Copy out all the entries below, word for word.

============================================================

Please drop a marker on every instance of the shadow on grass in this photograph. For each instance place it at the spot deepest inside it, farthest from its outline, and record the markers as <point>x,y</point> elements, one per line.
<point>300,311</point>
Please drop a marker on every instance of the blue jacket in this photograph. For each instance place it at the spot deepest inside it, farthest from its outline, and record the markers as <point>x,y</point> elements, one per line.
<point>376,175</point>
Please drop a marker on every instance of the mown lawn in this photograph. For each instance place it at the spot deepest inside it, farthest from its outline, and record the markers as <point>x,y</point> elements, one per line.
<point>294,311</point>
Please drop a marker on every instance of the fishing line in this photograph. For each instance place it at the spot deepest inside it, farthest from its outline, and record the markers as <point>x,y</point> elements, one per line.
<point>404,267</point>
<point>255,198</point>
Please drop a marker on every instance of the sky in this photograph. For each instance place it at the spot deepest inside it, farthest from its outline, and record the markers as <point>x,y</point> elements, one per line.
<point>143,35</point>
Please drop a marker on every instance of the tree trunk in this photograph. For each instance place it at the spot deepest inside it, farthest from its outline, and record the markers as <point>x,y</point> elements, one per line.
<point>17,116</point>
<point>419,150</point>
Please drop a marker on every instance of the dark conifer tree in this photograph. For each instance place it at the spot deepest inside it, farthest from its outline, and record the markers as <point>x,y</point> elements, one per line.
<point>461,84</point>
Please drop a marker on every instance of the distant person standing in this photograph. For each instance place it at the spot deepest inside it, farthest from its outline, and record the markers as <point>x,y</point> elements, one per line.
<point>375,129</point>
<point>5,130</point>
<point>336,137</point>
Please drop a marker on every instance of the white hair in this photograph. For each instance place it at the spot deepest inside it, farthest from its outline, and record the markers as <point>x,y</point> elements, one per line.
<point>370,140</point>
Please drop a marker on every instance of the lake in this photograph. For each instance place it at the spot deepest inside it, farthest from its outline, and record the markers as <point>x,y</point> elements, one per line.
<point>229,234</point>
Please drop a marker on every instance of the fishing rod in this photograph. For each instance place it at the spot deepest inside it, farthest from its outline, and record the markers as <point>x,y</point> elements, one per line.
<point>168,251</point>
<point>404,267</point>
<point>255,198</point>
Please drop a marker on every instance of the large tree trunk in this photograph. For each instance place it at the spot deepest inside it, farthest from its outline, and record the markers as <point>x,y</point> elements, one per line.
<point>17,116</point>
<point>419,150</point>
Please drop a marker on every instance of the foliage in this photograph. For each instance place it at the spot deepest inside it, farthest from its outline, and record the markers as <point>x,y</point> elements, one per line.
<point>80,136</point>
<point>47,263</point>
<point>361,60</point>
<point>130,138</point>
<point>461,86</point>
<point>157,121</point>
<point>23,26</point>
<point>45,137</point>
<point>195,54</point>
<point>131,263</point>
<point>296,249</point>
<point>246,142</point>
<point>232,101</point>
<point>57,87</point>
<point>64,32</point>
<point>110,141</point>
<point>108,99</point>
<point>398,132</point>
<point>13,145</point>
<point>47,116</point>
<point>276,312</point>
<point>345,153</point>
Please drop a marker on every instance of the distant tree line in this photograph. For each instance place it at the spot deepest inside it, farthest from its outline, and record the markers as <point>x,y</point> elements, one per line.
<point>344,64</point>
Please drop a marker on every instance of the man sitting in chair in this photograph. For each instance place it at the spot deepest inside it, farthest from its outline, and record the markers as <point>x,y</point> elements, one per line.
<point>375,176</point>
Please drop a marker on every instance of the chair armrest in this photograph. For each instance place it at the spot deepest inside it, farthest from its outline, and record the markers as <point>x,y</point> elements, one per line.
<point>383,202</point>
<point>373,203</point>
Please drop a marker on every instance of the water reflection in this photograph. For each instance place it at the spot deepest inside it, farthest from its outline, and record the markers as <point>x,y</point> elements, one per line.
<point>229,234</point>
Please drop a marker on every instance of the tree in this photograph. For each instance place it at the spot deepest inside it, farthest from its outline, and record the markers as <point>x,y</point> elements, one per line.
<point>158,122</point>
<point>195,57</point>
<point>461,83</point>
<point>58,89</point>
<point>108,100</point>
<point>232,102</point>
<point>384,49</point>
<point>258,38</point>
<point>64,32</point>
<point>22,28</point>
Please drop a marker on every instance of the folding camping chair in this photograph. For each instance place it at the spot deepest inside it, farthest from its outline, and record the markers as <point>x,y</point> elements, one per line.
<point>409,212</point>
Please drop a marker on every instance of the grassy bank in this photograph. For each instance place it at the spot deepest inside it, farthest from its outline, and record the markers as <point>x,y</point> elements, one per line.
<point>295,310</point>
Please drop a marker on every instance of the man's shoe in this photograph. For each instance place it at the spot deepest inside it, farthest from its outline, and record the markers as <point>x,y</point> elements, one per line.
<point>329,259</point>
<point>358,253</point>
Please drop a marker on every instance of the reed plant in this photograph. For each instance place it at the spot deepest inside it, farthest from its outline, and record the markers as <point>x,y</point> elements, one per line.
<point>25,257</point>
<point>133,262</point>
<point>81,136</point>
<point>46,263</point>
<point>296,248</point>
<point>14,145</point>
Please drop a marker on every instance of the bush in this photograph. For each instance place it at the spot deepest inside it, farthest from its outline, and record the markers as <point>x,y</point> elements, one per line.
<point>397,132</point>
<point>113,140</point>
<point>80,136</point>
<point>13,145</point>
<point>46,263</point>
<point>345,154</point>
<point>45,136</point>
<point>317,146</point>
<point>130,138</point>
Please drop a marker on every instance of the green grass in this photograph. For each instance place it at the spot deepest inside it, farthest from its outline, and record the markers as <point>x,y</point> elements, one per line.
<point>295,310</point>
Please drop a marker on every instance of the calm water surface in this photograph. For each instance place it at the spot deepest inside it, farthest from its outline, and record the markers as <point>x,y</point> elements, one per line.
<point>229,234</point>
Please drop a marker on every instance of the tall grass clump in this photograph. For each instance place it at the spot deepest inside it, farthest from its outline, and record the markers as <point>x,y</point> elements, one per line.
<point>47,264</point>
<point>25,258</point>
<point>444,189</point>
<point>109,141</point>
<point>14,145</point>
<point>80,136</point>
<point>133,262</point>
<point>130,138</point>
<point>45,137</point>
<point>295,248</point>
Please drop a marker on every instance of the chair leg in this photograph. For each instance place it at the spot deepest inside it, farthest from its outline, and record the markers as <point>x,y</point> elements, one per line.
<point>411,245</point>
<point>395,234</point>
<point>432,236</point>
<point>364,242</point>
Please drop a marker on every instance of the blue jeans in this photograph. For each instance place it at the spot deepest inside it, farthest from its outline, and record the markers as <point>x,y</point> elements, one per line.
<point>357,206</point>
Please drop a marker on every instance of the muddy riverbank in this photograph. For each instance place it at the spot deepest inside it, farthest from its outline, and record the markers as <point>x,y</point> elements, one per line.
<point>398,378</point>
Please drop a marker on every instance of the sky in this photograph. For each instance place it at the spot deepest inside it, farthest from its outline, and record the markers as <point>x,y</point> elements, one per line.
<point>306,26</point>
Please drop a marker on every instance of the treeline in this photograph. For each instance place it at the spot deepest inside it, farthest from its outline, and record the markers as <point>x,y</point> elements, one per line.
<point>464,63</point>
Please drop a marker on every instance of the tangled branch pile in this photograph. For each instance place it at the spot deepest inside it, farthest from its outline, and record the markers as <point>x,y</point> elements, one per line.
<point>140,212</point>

============================================================

_YOUR SOLUTION:_
Please drop a marker on every instance of the shadow on grass in this photograph. For each instance place it at the spot deepest inside it, farthest from its outline, and record the markers as <point>x,y</point> elements, one per line.
<point>300,311</point>
Please drop a marker on every instance of the blue jacket in this photograph. For each instance place it at the spot deepest inside it, farthest from its outline, and record the markers as <point>x,y</point> elements, one per line.
<point>376,175</point>
Please drop a marker on every instance of the mown lawn in this photograph. For each instance place it at the spot deepest inside it, farthest from its outline, and record the markers as <point>x,y</point> elements, one per line.
<point>294,311</point>
Please drop a marker on every instance of the fishing line in this photograph. For each instance place it at the spot deepest inside it, farthest from its outline, and record the markers as <point>x,y</point> elements, one per line.
<point>404,267</point>
<point>255,198</point>
Please drop a marker on every instance of the sky in this photograph. For each instance place it at the spot deepest inside it, farthest from its outline, and record the markers as <point>x,y</point> elements, one per line.
<point>143,35</point>
Please drop a marker on every instance of the tree trunk in this photograph. For each instance place it at the spot deepest inside it, farthest from its outline, and record the markers as <point>x,y</point> elements, one per line.
<point>17,116</point>
<point>419,150</point>
Please drop a marker on every instance of the dark conifer tree in this photograph. For each instance place it at the spot deepest inside it, farthest from its outline, and record the markers as <point>x,y</point> elements, one per line.
<point>461,84</point>
Please drop a marker on every instance of the distant person standing in this photograph. For each instance place it at the spot deepest inside it, farthest from its outline, and record the markers as <point>x,y</point> elements, one per line.
<point>375,129</point>
<point>5,130</point>
<point>336,137</point>
Please drop a marker on every instance of the white hair in this photograph. For each instance place it at the spot deepest inside it, farthest from its outline, and record the markers as <point>x,y</point> elements, one per line.
<point>370,140</point>
Please drop a marker on every instance of the lake in this photograph. For each instance place it at the spot deepest inside it, farthest from its outline, and record the markers as <point>x,y</point> elements, one per line.
<point>229,234</point>
Please drop a marker on every instance of the fishing rod in this photograph. For each instance place it at the spot deepest inside it, farthest from its outline, and record the markers as <point>x,y</point> elements, one per line.
<point>168,251</point>
<point>404,267</point>
<point>255,198</point>
Please drop a marker on every instance of the large tree trunk in this photograph. For each instance place it at the spot deepest inside it, farthest from its outline, and record the markers as <point>x,y</point> elements, one per line.
<point>17,116</point>
<point>419,150</point>
Please drop a marker on every instance of the foliage in this photograph. For each instance place it at the spot deepest inside it, farthest from its outline, and record the markers as <point>x,y</point> elements, one per line.
<point>80,136</point>
<point>47,263</point>
<point>361,60</point>
<point>130,138</point>
<point>461,86</point>
<point>157,121</point>
<point>23,26</point>
<point>45,137</point>
<point>195,54</point>
<point>131,263</point>
<point>296,249</point>
<point>246,142</point>
<point>232,101</point>
<point>57,87</point>
<point>64,32</point>
<point>110,141</point>
<point>108,99</point>
<point>398,132</point>
<point>13,145</point>
<point>47,116</point>
<point>276,312</point>
<point>345,153</point>
Please drop a marker on every instance of the distant tree line in this photograph. For each instance place it at the spot deepest inside it, farthest from its outline, and record the markers as <point>x,y</point> elements, one per line.
<point>344,64</point>
Please drop a marker on every instance of the man sitting in chair in this photograph. For each instance place it at the spot deepest inside it, farthest from its outline, and record the markers as <point>x,y</point> elements, one per line.
<point>375,176</point>
Please drop a marker on every instance of the chair armrest in this photograph. For each instance place it at the spot deepest inside it, farthest from its outline, and record the markers as <point>x,y</point> elements, one per line.
<point>383,202</point>
<point>373,203</point>
Please drop a marker on every instance of the water reflection in this photograph. For each instance place it at the spot deepest inside it, farthest from its outline, and record the markers as <point>x,y</point> elements, one per line.
<point>229,234</point>
Please drop a marker on every instance of the tree in this photograph. For each instance place it at the spot deepest inside it, farthest from its outline, and record the markers as <point>x,y</point> elements, one per line.
<point>158,122</point>
<point>195,57</point>
<point>461,83</point>
<point>58,89</point>
<point>108,100</point>
<point>232,102</point>
<point>384,49</point>
<point>258,38</point>
<point>64,32</point>
<point>22,28</point>
Please drop a marker on every instance of the folding camping chair in this photograph. For each instance place it at the spot deepest inside it, farthest from its outline, and record the markers as <point>x,y</point> elements, one per line.
<point>409,212</point>
Please drop a marker on every instance of the grassy bank in this photograph. For each instance place it at the spot deepest inside it, farthest from its outline, and record the markers as <point>x,y</point> elements, one per line.
<point>295,310</point>
Please drop a marker on every instance of the man's shoe in this photograph. For each instance place it at the spot deepest inside it, farthest from its outline, and record the markers as <point>x,y</point> elements, one per line.
<point>329,259</point>
<point>358,253</point>
Please drop a marker on every instance of the reed plant in this photograph. For each instance place it at the spot deepest inside it, farthest from its outline, and record the markers as <point>x,y</point> elements, one per line.
<point>25,257</point>
<point>133,262</point>
<point>81,136</point>
<point>46,263</point>
<point>296,248</point>
<point>14,145</point>
Please drop a marker on every instance of the bush in this photograph. For each instance place it at the spot deepest inside it, farthest from its outline, and record the markers as <point>x,y</point> elements, one per line.
<point>397,132</point>
<point>113,140</point>
<point>80,136</point>
<point>13,145</point>
<point>46,263</point>
<point>345,154</point>
<point>45,136</point>
<point>317,146</point>
<point>130,138</point>
Please drop a marker on every instance of the green grass in this photograph. For each instance place it at the spot deepest inside it, farthest from its outline, and record the markers as <point>x,y</point> elements, one per line.
<point>295,310</point>
Please drop a marker on every instance of the calm water surface in this photograph. For each instance place it at the spot deepest inside it, farthest from its outline, and record the markers as <point>x,y</point> elements, one per line.
<point>229,234</point>
Please drop a marker on every instance of the tall grass clump in this photograph. For each instance place it at the spot deepest inside it, farthest from its outline, and record the markers as <point>x,y</point> elements, one per line.
<point>47,264</point>
<point>25,258</point>
<point>444,189</point>
<point>109,141</point>
<point>14,145</point>
<point>80,136</point>
<point>133,262</point>
<point>130,138</point>
<point>45,137</point>
<point>295,248</point>
Please drop a marker on every instance of the chair leg in this photograph. For each instance place it at the spot deepest inside it, farthest from its outline, and record the markers as <point>x,y</point> elements, one per line.
<point>411,245</point>
<point>395,234</point>
<point>432,236</point>
<point>364,242</point>
Please drop a marker on every instance of the blue jeans in this photograph. For each instance place it at the spot deepest inside it, farthest from its outline, and record the markers as <point>x,y</point> elements, one per line.
<point>357,206</point>
Please drop a marker on every instance of the muddy riverbank in this photograph. For each instance place it at the spot deepest inside it, farthest from its outline, and record the markers as <point>x,y</point> elements, one per line.
<point>398,378</point>
Please drop a marker on every instance of the sky in this photograph. For each instance place it at the spot deepest inside it, farthest from its outline, and record the markers as <point>x,y</point> elements, one per line.
<point>306,26</point>
Please drop a marker on every instance of the treeline in this photograph. For each instance place it at the spot deepest inside it, farthest from its outline, and record the markers as <point>x,y</point> elements, one per line.
<point>464,63</point>
Please drop a marker on every instance of the tangled branch pile in this photograph. For each instance place it at the spot deepest inside it, farthest from its outline, and record the markers as <point>x,y</point> elements, one per line.
<point>140,212</point>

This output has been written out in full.